**REQUIRED TASKS**
1. In the interview with Professor David Steinberg, translate this sentence into French: "I firmly believe that these three sectors can enrich each other and their programs."
2. Answer these questions from the interview with Professor David Steinberg:
(a) During which years did he reside in Burma?
(b) Where did he study Burmese?
(c) What post did he hold when he slowed the process of project approval?
3. Extend the interview with Professor David Steinberg, picking up after its final sentence.

**SOURCE TEXT**
╔══

Nicholas Farrelly: By my count you have authored at least 13 books and edited a further 10. Over many years, you have written widely about different areas of Asia (including South Asia and northeast Asia) but have maintained a predominant focus on Burma. What motivates you to keep up this output on Burma’s social, political and economic situation?

Professor David Steinberg: I came to study of Asia through my unplanned interest in China in high school, when I asked my history teacher why there was nothing in our history books on China in those, almost medieval, days. He responded positively, and then through the good offices of my Chinese philosophy professor at Dartmouth, I was in the last group of exchange students in China during the revolution (1948-49). After the Korean War, I returned to Harvard to continue Chinese studies and I was attracted to the Chinese management of the non-Han areas in the Southwest. So with the GI Bill (education expenses for veterans), I went to London (SOAS) and studied Burmese and Southeast Asia. During my four years residence in Burma (1958-62) with The Asia Foundation, I developed a profound concern about the plight of the diverse Burmese peoples, who by all predictions should have been the best off of all the peoples in Southeast Asia. That concern is still with me. When the foundations were expelled from Burma in 1962, I went to Hong Kong, and then to Korea for The Asia Foundation. In those days, Korea was on the periphery of the American academic screen (compared to China or Japan), and I found niches in which I felt I could make an analytical contribution to knowledge of that society. My work in the field of development has also prompted me to write more broadly on Asian concerns and in comparative focus. Today, there is a plethora of scholarship and meetings on Korea, and my potential contribution is far less. But on Burma, in spite of increased scholarship, there are enormous analytical gaps that need to be worked on if we are to improve the lot of the Burmese people. Unfortunately, in contrast with Korea today, scholars within Burma have no opportunity to write objectively about the problems in their own society, so it falls to Burmese expatriates and foreign observers to try to fill that gap.

Nicholas Farrelly: In an earlier part of your career you worked for the United States government as a senior officer in its development assistance program. How would you characterise the work that you did? Have those experiences of public service greatly influenced your academic research and writing?

Professor David Steinberg: I sometimes refer to myself as marginal in a number of ways. I came to academia late and never planned on an academic career, left the non-profit field for government, and felt that government approaches to policy and developmental practice were insufficient grounded in understanding complex societies. I wanted to know more about developing societies and problems than most of my colleagues in USAID because I felt the work was too important to be left to the vagaries of bureaucracies (U.S. and foreign) where financial commitment was often more important than positively affecting people. This led, when I was director of technical assistance for Asia and the Middle East, to slowing the process of project approval as I sought more information from the academic literature and (at least on Asia) discussed issues with my academic friends. I would characterize my work as trying to bridge the gaps between official policies, the academic community, and the non-profit field. So those in each sector would probably complain that I am not sufficiently committed to their approach (either theory or practice). I firmly believe that these three sectors can enrich each other and their programs. Unfortunately, as academic disciplines become more specialized and narrow, so too there is too little interchange across the unfenced boundaries of government, academia, and the NGO field.

╚══

**PROVIDED RECORDS**
╔══

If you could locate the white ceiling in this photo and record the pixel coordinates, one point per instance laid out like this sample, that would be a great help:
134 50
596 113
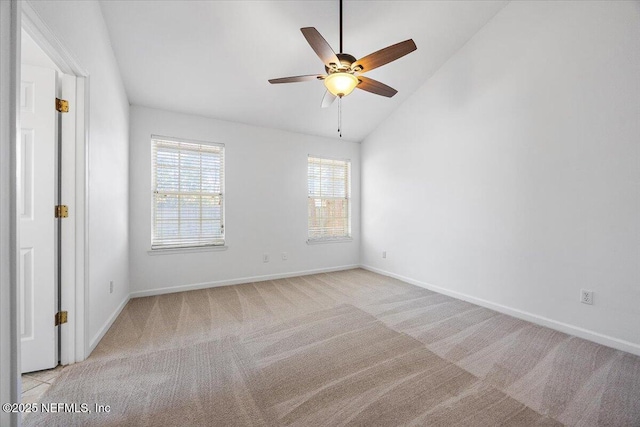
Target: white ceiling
213 58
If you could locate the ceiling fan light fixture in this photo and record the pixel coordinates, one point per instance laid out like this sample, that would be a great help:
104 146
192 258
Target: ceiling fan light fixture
341 84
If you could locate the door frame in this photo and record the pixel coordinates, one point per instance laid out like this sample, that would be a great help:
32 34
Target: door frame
75 268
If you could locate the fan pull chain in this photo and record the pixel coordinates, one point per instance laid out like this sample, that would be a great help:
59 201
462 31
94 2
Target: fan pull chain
340 116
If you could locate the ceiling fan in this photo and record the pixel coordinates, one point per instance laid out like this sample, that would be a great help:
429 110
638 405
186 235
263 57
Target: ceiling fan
344 71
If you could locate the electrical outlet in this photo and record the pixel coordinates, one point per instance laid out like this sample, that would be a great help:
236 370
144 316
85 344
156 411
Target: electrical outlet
586 297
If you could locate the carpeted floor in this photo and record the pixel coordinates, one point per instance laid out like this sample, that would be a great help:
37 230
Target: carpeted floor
344 348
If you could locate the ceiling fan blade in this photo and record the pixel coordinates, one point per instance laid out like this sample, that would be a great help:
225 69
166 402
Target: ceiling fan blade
328 99
376 87
320 46
384 56
295 79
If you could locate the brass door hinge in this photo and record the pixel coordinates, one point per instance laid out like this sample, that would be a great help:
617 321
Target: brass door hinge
62 211
61 317
62 105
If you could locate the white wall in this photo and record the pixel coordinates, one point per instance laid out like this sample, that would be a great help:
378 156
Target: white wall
513 175
81 28
265 205
9 348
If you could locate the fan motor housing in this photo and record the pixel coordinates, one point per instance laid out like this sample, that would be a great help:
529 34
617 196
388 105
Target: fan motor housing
345 63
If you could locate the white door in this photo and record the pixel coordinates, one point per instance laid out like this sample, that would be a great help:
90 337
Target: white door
37 177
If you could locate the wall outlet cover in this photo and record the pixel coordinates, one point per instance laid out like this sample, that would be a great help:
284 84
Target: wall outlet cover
586 296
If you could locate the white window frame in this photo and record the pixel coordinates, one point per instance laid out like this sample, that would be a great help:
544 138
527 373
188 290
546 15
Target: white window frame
347 237
186 246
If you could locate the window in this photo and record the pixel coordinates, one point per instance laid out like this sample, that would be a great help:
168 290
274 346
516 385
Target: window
329 199
188 193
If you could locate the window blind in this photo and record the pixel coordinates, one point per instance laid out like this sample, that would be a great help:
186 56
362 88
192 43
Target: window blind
329 198
188 193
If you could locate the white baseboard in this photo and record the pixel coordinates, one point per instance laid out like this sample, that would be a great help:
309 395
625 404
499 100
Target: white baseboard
204 285
96 339
530 317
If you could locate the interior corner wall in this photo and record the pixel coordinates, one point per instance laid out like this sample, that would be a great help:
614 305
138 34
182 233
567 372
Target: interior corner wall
512 177
81 28
10 386
265 205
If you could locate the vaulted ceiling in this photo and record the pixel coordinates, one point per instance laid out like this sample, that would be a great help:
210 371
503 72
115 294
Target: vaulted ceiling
213 58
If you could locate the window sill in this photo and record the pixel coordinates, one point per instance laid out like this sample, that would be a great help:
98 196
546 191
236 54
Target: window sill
172 251
324 241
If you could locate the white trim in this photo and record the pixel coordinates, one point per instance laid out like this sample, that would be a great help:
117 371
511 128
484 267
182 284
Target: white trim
252 279
339 159
520 314
105 327
186 250
44 37
328 240
10 32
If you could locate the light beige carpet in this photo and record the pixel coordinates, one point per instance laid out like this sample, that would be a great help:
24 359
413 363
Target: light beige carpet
345 348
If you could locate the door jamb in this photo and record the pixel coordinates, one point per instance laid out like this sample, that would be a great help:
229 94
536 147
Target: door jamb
74 283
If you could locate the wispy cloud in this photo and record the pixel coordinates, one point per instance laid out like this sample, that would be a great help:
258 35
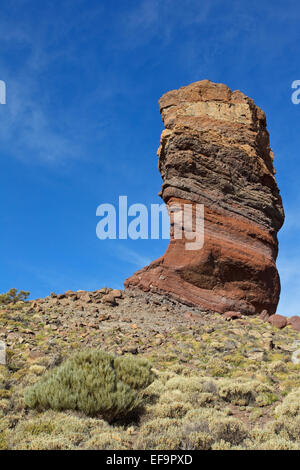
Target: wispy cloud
131 256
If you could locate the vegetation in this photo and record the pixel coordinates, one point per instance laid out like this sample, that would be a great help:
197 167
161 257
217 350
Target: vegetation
93 382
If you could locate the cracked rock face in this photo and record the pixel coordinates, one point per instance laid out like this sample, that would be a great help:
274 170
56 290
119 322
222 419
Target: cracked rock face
215 151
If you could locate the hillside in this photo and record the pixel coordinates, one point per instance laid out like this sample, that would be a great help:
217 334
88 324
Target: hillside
218 383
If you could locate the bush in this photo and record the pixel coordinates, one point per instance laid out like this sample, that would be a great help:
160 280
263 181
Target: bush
13 296
290 407
244 393
93 382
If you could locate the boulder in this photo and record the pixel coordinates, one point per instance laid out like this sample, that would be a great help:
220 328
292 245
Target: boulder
215 154
232 315
278 320
264 316
294 322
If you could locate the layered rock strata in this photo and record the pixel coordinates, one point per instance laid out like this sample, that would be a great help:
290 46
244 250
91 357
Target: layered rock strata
215 151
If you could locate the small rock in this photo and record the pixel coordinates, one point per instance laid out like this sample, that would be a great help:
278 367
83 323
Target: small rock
264 316
278 321
296 357
2 353
109 299
294 322
232 315
116 293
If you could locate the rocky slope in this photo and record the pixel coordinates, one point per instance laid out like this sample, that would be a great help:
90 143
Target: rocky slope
215 151
220 382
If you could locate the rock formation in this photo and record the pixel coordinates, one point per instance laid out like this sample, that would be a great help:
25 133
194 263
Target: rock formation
215 151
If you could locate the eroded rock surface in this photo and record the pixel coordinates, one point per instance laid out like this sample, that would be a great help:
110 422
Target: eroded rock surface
215 151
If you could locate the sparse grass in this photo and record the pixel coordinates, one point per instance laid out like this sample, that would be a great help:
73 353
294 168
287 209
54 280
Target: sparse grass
93 382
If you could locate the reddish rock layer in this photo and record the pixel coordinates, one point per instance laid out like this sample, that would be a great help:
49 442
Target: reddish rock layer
215 151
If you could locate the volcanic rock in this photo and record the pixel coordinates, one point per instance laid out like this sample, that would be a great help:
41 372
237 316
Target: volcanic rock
215 151
294 322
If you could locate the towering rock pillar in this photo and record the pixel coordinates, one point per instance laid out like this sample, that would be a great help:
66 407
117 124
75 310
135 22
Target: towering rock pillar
215 151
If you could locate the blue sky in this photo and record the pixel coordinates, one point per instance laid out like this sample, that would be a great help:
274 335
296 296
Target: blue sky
81 125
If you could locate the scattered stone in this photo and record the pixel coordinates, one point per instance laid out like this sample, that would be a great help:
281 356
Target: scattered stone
296 357
294 322
232 315
116 293
109 299
264 316
2 353
278 321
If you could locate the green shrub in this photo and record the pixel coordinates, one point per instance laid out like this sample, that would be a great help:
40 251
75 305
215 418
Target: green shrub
244 393
93 382
13 296
290 407
135 372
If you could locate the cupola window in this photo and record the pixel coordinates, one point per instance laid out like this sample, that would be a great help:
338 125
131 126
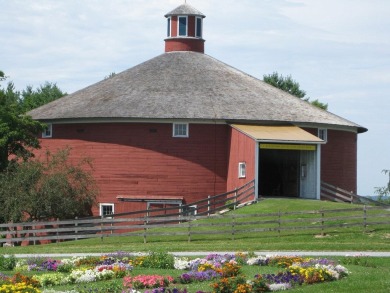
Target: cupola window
198 26
182 25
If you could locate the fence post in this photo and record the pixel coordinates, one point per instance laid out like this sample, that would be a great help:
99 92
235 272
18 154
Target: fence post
101 228
233 224
208 205
364 219
145 229
34 234
57 234
75 228
189 229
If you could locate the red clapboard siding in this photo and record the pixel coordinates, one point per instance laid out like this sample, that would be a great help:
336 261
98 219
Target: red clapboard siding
144 159
339 159
242 149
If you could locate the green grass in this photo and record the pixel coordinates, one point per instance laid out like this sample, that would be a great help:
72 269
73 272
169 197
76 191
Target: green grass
375 238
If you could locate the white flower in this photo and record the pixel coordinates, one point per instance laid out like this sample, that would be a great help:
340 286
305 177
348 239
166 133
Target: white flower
279 287
258 260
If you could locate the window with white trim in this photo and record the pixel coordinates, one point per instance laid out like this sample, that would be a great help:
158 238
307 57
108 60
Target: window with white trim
180 130
198 27
169 26
190 210
241 170
48 131
106 209
182 27
323 134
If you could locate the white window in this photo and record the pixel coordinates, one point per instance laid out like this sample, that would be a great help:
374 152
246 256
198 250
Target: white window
323 134
169 27
241 170
182 27
48 131
180 130
106 209
190 210
198 27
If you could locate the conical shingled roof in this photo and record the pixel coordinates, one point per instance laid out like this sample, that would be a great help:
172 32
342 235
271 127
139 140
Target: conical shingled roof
185 85
185 9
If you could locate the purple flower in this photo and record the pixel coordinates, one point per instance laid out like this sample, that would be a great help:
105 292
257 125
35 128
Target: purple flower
282 277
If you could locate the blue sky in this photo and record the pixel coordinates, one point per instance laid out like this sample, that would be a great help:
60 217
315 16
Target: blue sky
338 51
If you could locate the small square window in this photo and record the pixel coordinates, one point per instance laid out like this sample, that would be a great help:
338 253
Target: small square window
198 27
182 25
106 209
241 170
323 134
180 130
48 131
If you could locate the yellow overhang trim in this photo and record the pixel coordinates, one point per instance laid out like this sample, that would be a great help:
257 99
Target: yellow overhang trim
278 134
286 146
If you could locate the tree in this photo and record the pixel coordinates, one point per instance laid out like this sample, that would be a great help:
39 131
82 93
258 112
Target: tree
31 99
290 86
46 189
18 132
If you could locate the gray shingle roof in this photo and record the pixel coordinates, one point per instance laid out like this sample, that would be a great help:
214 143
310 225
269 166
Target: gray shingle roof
185 9
186 85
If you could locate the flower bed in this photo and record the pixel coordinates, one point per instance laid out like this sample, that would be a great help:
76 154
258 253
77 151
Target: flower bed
222 272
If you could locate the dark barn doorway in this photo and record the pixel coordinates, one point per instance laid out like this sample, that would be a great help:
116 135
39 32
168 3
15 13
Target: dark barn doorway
279 172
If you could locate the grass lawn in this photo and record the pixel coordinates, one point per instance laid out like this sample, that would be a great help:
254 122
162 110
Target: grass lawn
373 238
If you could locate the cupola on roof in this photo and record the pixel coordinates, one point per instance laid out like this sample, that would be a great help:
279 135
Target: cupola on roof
184 29
185 9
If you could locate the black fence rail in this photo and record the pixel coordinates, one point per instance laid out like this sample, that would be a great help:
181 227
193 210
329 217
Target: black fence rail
120 223
334 193
185 228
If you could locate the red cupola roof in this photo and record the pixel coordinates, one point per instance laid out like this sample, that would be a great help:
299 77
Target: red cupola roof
185 30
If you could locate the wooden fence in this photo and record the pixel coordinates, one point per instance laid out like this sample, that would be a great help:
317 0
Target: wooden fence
334 193
188 228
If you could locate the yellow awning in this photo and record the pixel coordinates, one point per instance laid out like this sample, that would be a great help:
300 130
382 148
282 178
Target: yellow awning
281 134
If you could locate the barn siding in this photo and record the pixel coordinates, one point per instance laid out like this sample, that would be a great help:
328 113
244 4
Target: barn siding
339 159
144 159
242 149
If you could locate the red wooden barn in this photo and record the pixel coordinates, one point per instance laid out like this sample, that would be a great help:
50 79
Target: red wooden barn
183 125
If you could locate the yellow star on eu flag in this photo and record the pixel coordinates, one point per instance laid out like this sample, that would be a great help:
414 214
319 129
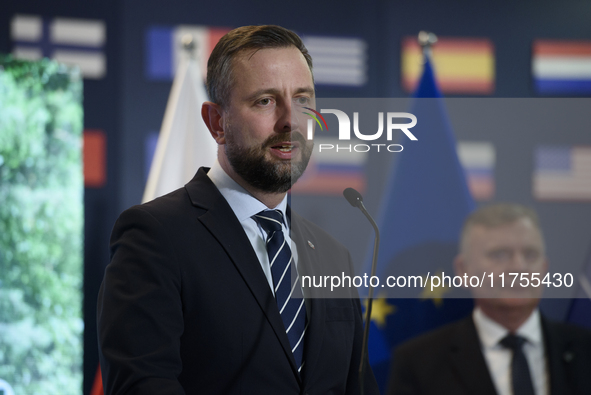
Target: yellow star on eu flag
380 310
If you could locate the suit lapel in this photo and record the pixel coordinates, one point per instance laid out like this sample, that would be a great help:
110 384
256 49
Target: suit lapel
468 360
307 261
220 220
560 356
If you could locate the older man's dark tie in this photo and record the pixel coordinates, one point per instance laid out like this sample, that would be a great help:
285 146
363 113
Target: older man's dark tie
288 291
520 375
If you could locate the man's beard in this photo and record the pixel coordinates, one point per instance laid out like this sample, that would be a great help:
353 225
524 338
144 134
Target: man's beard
265 175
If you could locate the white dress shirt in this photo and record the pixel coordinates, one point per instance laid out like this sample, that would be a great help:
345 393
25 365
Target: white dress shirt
245 206
498 358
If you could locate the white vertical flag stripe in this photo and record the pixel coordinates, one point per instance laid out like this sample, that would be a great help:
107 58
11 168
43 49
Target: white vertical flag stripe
184 143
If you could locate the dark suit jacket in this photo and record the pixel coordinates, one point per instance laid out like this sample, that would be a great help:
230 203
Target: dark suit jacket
450 361
185 307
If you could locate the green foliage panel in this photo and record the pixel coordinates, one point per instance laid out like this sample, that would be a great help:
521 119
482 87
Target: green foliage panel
41 227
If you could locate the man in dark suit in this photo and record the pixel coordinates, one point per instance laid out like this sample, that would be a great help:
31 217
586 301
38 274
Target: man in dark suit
505 347
191 301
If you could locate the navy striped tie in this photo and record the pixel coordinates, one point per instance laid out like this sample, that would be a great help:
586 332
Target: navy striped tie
520 375
288 290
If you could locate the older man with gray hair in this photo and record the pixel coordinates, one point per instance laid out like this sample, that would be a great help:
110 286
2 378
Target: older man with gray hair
506 346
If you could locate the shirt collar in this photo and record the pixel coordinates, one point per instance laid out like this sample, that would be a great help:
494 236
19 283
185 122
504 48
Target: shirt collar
490 332
242 203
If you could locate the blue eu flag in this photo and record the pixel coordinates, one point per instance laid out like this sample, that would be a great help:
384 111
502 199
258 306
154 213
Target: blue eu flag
425 202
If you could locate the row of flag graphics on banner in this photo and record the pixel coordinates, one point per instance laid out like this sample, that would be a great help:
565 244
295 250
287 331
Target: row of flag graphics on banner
337 60
560 173
467 66
464 65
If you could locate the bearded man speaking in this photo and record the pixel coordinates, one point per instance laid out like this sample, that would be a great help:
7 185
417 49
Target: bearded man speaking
198 297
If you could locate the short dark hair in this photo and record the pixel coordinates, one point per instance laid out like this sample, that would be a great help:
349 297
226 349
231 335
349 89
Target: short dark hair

╚══

**FINAL RESULTS**
1. Je crois fermement que ces trois secteurs peuvent s'enrichir mutuellement et enrichir leurs programmes.

2.
(a) 1958-62
(b) In London, at SOAS
(c) Director of technical assistance for Asia and the Middle East

3.
Nicholas Farrelly: Among professional Burma watchers, you are often classified as a pro-engagement voice. Is this a fair assessment of your position?

Professor David Steinberg: I am pro-engagement, whether it is Burma, North Korea, or Iran (the current catalogue of U.S. problems). Our objectives in the case of Burma, I believe, are closely related if not completely coterminous with long-range U.S. objectives and those of the Burmese people. If we engage, we should not insult those with whom we try to negotiate even if we profoundly dislike their policies, and we should understand that although in Burma we tend to regard the military as singular, as we do grammatically, they are in fact plural. There are those in the military who idealistically (but often incorrectly assess the objective facts) believe in their public statements, but to denigrate the whole group is to give up on those who some day may help reform the state. We obviously should deal with the opposition as well. But we should not let any one group or individual in any country determine U.S. policy, as has been the case in Burma. To date, there is substantial evidence that Aung San Suu Kyi, or more accurately those who purport to speak from abroad for her, determines U.S. approaches to that country, and as a matter of policy in any situation that is unsound. Since she has been again held under house arrest since 2003, and without contact with the outside world, all of us are unsure of her present positions.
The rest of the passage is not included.